## WHAT IS BEING ASKED
Convert the records, from their start up to and including the line containing "point(146, 324)", into a two-column CSV with the header text,answer. Give one row for each text-and-answer pair, with each field in double quotes and its line breaks replaced by spaces.

## SUPPLIED MATERIAL
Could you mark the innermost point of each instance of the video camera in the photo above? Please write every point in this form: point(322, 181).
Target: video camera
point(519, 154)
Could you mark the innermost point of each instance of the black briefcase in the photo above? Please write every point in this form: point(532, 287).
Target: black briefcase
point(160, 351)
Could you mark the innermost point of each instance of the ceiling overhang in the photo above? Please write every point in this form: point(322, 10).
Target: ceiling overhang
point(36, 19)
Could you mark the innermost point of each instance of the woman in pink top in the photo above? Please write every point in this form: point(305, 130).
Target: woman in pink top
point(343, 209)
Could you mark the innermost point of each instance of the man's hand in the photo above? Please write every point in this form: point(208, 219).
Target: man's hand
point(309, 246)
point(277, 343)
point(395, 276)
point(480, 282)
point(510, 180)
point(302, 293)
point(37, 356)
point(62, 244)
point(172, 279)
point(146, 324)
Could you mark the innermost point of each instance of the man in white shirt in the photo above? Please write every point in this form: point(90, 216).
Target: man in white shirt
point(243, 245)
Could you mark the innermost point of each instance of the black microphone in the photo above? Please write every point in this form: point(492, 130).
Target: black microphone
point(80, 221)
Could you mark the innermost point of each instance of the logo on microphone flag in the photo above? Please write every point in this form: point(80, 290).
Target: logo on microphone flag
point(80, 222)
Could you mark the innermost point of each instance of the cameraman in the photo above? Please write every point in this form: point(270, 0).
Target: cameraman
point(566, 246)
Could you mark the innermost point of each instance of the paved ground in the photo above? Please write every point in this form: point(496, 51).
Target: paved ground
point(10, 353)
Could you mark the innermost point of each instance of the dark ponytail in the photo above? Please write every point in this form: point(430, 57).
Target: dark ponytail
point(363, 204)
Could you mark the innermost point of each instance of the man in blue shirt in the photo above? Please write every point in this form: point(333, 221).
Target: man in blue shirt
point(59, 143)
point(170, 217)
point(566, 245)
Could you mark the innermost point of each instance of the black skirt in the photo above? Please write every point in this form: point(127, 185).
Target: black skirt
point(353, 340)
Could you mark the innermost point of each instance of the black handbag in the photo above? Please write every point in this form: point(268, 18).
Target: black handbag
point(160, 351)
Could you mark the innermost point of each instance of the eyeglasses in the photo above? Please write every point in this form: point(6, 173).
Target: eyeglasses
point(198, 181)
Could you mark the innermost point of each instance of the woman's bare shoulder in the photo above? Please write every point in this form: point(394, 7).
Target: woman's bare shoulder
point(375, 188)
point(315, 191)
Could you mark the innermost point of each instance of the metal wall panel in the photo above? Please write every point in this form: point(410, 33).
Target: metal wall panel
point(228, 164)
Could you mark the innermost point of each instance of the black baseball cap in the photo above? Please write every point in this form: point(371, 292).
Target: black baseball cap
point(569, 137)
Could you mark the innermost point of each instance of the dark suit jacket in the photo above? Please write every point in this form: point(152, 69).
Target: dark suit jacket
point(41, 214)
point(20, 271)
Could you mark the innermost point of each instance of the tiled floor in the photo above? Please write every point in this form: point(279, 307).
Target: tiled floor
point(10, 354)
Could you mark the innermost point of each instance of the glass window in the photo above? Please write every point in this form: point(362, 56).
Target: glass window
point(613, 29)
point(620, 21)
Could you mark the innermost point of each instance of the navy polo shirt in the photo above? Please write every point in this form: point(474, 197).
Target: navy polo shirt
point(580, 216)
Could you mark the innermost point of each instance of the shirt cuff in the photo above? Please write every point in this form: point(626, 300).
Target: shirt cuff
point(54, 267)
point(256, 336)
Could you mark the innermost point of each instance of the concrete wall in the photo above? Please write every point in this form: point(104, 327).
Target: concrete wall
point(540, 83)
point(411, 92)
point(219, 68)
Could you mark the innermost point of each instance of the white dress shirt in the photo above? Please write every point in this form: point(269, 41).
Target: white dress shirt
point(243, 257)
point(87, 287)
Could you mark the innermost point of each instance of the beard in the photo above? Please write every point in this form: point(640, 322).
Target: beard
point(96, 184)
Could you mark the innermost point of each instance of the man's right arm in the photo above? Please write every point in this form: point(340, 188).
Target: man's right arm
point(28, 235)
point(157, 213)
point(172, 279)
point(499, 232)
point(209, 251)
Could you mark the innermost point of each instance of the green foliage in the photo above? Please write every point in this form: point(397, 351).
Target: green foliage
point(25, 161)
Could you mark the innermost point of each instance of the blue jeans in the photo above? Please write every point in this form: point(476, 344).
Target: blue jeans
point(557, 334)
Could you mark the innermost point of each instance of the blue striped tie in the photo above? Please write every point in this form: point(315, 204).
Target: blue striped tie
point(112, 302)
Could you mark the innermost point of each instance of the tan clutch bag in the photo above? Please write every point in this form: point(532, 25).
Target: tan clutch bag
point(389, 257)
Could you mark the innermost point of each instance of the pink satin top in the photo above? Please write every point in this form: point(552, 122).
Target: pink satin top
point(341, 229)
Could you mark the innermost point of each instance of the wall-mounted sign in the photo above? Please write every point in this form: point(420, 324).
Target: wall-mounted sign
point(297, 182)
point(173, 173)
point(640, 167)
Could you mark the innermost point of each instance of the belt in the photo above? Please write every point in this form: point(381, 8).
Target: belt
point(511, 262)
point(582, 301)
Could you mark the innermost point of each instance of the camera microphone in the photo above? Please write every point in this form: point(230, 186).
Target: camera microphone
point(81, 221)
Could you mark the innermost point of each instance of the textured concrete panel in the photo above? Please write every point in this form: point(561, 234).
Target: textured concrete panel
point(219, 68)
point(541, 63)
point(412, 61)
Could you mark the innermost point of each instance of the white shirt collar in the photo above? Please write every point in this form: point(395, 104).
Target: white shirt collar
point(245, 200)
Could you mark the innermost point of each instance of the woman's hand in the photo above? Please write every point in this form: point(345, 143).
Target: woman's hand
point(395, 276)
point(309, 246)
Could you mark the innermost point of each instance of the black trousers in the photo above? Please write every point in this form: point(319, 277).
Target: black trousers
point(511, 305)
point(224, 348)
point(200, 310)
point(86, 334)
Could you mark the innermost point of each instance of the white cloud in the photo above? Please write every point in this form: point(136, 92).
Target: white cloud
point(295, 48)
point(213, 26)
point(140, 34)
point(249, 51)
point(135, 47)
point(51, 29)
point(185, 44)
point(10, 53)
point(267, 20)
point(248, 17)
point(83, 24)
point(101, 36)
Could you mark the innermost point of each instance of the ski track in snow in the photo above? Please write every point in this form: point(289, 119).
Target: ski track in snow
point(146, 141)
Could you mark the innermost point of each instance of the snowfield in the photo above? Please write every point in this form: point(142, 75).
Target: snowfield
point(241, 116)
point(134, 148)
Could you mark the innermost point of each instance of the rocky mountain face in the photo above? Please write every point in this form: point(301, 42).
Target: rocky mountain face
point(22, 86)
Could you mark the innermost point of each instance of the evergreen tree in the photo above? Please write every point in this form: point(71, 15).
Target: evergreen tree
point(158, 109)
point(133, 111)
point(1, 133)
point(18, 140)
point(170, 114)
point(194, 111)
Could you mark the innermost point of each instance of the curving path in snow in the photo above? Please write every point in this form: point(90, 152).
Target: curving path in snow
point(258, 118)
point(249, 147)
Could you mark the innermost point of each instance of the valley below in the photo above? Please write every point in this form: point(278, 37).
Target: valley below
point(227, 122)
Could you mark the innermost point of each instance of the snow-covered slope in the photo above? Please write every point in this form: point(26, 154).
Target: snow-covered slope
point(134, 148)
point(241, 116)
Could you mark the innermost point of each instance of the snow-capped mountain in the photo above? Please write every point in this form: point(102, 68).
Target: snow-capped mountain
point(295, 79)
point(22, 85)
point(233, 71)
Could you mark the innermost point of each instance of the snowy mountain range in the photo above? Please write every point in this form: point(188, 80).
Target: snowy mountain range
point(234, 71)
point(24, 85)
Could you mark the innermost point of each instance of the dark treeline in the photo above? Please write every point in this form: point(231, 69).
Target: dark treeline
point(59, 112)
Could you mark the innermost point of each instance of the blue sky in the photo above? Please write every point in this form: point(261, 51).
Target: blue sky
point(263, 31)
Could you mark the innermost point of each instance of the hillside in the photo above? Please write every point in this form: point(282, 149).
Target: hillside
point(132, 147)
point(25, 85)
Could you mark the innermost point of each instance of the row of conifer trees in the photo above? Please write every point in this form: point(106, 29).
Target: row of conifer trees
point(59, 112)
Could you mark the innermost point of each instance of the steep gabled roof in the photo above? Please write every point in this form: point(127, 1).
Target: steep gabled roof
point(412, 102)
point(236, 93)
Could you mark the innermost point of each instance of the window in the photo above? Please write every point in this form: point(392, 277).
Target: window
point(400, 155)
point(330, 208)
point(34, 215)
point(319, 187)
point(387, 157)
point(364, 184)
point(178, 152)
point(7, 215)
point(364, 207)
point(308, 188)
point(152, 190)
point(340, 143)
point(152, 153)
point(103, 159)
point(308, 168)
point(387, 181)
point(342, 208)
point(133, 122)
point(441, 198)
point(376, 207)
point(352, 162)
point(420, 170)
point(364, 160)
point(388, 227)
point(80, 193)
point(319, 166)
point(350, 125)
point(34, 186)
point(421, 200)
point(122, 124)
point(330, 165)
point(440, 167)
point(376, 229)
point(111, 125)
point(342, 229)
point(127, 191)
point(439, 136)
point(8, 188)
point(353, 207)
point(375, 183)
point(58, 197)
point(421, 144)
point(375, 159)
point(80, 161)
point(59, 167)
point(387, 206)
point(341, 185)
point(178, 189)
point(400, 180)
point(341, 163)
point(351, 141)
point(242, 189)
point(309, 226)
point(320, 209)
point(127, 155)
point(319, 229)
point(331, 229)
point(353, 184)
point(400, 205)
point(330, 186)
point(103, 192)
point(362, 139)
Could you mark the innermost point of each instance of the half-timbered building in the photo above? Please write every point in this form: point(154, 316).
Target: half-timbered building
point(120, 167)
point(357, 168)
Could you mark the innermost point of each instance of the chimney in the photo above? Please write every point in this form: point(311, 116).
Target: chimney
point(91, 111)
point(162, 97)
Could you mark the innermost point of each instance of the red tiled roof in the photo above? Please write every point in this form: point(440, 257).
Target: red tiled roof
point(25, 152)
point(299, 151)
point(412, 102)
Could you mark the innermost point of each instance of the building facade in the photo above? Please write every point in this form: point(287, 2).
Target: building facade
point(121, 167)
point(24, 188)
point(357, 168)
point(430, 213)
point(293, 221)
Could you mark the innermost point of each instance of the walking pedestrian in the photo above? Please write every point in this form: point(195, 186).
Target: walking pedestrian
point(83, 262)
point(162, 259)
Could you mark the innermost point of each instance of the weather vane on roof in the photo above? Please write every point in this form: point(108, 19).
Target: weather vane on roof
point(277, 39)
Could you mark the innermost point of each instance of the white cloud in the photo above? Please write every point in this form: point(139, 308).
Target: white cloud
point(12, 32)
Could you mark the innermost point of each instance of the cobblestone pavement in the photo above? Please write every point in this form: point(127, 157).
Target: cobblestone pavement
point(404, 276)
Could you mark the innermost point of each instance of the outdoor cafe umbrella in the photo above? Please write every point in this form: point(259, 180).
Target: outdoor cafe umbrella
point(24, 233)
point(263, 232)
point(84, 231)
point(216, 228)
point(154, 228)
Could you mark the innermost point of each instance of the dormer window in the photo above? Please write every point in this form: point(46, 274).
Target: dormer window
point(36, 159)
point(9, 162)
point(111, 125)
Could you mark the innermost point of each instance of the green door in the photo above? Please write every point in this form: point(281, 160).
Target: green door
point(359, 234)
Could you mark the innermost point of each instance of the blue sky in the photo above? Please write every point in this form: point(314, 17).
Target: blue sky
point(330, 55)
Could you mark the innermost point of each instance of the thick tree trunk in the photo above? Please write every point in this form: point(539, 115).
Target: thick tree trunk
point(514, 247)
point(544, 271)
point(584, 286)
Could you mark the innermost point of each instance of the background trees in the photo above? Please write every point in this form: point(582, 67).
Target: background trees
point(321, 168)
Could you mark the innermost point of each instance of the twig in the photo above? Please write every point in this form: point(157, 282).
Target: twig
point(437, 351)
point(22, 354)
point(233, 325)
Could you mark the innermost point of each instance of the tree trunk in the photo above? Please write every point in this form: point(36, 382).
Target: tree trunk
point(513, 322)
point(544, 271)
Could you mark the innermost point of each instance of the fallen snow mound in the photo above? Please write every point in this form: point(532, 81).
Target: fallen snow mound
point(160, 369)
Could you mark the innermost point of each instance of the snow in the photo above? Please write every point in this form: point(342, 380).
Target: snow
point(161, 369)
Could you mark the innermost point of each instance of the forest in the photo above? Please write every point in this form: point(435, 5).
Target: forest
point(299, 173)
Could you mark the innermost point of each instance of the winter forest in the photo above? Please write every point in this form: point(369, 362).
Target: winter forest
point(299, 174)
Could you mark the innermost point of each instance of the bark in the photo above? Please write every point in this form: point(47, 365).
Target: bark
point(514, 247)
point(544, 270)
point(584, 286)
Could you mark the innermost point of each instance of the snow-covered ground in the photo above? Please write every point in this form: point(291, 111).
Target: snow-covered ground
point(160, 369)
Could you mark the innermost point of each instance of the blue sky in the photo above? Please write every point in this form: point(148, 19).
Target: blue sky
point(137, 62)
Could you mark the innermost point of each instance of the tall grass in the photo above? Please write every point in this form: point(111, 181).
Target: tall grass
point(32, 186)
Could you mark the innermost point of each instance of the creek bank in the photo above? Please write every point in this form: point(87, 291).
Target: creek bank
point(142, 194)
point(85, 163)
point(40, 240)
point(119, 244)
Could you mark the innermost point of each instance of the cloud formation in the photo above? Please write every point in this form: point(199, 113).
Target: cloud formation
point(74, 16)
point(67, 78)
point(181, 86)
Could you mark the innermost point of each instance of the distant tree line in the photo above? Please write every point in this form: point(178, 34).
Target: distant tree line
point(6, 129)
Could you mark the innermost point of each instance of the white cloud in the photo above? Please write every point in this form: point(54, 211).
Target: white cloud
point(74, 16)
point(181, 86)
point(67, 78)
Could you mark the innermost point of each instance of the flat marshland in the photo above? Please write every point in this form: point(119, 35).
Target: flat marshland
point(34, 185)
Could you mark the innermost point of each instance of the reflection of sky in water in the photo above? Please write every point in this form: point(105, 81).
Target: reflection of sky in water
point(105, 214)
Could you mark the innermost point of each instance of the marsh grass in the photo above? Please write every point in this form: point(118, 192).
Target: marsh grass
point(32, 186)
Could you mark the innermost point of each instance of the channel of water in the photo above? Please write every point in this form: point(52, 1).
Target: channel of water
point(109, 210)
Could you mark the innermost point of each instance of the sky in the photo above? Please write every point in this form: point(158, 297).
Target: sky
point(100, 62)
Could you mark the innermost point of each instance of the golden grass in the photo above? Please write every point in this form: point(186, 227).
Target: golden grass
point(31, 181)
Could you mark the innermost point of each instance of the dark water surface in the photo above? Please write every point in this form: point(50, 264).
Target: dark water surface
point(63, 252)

## OUTPUT OF THE EXERCISE
text,answer
"Could you mark the innermost point of each instance of the video camera in the photo above? Please write every point in this form: point(322, 181). Target: video camera","point(519, 154)"
"Could you mark the innermost point of each instance of the black briefcase in the photo above? Please write every point in this form: point(532, 287). Target: black briefcase","point(160, 351)"
"Could you mark the innermost point of each instance of the ceiling overhang in the photo above? Please write every point in this form: point(322, 10). Target: ceiling overhang","point(36, 19)"
"Could you mark the innermost point of each instance of the woman in pink top in the photo above? Please write every point in this form: point(305, 130). Target: woman in pink top","point(343, 209)"
"Could you mark the innermost point of each instance of the man's hand in the photo above? Please write every point in this form: point(208, 219). Target: man's hand","point(309, 246) point(277, 343) point(395, 276) point(480, 282) point(510, 180) point(302, 293) point(37, 356) point(62, 244) point(172, 279) point(146, 324)"